Pull out every line of the records that contains the word "white", copying each line in full.

# EXTRACTED ENTRIES start

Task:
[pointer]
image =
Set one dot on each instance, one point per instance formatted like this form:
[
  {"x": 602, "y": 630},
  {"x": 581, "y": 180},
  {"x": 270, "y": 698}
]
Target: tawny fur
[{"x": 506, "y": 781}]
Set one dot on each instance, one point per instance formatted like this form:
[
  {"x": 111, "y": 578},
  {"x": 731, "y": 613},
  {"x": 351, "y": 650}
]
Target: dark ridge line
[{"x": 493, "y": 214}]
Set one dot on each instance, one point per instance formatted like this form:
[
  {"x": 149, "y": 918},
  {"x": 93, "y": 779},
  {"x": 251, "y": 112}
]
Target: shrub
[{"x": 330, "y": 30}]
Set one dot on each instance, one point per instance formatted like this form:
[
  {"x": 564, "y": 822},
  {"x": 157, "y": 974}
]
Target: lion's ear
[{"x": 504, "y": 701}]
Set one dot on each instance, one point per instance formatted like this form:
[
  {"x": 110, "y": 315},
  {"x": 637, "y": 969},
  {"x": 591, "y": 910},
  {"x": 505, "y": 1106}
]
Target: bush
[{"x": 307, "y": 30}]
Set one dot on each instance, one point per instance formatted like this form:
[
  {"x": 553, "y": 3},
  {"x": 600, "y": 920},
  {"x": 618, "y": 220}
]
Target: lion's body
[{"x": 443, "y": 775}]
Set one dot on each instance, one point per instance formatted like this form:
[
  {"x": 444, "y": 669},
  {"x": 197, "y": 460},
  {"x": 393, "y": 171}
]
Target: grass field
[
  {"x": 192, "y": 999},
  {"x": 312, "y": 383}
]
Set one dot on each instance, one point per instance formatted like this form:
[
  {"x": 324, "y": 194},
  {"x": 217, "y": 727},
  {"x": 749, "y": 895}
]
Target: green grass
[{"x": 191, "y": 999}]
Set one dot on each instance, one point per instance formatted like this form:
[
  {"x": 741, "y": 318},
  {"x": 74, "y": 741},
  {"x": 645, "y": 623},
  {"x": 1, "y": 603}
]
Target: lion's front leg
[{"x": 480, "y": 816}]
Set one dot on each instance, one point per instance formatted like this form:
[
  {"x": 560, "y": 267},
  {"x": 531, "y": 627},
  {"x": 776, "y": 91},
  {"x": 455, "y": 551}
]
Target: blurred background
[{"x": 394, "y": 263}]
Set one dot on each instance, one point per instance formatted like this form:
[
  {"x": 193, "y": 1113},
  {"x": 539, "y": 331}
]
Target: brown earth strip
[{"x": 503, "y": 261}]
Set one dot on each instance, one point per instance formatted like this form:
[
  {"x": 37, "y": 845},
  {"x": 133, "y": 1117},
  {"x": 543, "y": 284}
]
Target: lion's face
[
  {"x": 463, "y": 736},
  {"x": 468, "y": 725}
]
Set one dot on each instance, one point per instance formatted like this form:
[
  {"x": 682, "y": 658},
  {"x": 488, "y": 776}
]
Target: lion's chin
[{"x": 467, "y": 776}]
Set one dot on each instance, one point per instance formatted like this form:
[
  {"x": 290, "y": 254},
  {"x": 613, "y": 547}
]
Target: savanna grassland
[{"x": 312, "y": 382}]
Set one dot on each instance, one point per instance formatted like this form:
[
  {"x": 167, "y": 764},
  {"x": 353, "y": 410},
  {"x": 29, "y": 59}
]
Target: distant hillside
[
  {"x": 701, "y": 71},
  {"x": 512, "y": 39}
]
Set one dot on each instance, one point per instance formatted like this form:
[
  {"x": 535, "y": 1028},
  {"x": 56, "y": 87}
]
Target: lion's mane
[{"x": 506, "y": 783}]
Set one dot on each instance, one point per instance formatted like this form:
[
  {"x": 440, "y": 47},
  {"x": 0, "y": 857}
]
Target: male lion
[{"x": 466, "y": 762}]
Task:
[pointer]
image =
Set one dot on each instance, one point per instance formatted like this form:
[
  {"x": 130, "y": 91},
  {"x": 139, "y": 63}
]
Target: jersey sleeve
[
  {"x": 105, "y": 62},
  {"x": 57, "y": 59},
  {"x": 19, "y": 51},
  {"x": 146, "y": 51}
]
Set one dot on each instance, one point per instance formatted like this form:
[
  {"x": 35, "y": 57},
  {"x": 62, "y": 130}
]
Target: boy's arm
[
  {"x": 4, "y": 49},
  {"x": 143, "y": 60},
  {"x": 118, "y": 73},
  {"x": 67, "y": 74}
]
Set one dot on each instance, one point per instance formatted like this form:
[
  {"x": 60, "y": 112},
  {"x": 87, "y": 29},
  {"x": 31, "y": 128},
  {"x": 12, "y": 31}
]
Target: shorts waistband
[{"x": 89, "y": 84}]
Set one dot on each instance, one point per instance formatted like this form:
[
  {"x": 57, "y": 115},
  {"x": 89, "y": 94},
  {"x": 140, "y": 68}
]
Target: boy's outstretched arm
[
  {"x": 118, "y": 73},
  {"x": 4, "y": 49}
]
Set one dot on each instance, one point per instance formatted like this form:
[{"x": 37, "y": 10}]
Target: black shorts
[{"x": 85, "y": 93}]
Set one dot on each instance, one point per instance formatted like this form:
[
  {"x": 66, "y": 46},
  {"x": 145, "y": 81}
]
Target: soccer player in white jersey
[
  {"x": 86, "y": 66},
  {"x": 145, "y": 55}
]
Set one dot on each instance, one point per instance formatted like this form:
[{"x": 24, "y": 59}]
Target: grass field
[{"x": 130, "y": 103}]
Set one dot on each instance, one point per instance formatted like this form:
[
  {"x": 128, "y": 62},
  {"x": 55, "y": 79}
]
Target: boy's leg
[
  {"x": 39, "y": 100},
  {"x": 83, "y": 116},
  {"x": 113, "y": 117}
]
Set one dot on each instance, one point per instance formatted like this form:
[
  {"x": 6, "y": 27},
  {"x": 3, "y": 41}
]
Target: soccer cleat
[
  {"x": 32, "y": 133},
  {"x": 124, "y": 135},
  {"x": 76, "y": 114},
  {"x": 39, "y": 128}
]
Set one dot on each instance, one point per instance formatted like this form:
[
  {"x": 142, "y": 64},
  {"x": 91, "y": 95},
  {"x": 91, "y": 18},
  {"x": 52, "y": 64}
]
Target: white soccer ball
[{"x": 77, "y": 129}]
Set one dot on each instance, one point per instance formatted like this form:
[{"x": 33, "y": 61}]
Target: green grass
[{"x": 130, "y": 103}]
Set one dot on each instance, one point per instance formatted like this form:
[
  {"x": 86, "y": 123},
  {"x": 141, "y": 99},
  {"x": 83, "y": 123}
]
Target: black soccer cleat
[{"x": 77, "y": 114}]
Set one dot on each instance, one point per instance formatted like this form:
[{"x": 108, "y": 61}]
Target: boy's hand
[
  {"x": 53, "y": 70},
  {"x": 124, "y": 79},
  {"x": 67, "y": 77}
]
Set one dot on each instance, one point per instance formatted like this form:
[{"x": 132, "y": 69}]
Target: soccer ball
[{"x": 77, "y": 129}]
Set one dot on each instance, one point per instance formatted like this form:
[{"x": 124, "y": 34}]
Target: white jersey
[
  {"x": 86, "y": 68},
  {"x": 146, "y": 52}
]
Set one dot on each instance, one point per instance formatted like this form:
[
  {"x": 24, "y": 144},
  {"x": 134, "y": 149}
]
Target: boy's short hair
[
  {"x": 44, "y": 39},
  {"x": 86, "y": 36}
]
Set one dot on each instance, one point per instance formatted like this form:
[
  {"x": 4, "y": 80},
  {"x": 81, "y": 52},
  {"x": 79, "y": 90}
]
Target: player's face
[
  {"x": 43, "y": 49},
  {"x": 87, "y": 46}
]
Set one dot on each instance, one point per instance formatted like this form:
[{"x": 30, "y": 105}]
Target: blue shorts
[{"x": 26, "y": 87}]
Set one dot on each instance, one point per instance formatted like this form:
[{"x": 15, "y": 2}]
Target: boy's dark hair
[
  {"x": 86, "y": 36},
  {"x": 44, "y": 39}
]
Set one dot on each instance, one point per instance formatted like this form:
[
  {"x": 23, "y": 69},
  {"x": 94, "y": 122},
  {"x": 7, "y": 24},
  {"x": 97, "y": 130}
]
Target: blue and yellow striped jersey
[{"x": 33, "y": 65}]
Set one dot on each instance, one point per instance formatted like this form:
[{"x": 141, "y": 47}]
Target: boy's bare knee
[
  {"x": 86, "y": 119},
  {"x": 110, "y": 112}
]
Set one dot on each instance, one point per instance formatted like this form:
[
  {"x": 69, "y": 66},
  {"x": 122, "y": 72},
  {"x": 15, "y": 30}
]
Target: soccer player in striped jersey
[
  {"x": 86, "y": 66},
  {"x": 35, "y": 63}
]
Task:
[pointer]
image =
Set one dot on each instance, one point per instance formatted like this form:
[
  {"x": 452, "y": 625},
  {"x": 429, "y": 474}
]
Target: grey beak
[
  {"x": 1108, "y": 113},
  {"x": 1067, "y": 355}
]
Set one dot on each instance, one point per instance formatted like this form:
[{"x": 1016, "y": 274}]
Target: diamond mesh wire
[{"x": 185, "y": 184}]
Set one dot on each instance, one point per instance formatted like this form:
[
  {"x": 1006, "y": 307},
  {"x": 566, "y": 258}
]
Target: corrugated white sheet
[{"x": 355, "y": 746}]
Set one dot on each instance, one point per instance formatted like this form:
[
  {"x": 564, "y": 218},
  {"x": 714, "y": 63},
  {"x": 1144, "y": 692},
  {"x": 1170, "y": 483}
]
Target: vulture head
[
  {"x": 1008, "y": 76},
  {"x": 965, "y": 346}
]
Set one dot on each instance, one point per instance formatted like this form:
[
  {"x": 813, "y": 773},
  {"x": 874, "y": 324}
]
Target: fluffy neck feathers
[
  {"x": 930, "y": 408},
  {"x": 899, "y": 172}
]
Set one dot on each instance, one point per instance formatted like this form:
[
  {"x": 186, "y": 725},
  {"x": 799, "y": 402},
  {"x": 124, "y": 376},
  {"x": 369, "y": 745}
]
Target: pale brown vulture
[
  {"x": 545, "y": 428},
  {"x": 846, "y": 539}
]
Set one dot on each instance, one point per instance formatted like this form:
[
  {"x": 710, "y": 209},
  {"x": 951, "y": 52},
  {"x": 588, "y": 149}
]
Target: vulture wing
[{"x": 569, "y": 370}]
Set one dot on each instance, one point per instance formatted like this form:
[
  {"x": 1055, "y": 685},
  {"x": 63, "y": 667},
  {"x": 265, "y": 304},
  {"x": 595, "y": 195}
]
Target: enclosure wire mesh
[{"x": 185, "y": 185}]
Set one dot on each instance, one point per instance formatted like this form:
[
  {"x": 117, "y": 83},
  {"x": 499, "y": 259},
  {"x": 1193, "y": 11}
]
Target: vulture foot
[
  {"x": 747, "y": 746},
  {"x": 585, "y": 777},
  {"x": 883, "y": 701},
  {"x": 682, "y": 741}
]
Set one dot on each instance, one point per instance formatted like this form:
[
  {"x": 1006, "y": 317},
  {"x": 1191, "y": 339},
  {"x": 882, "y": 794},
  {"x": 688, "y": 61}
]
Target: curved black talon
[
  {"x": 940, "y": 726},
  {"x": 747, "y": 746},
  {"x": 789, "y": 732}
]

# EXTRACTED ENTRIES end

EXERCISE SOLUTION:
Target: soccer player in white jersey
Target: white soccer ball
Target: white jersey
Target: corrugated white sheet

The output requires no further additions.